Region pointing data
= = =

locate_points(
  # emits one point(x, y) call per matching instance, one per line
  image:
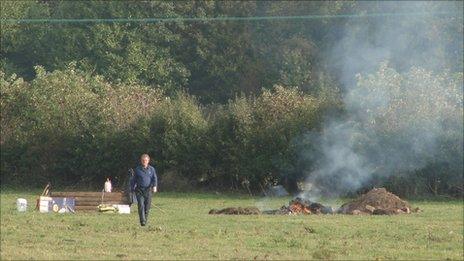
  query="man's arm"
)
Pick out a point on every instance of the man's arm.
point(132, 181)
point(154, 181)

= = =

Goal of the exercise: The lines to write out run from the one with "Pick out a point" through the end of the records. Give them exactly, and only them.

Written answer:
Pick out a point on every instance of the man's arm.
point(132, 181)
point(154, 181)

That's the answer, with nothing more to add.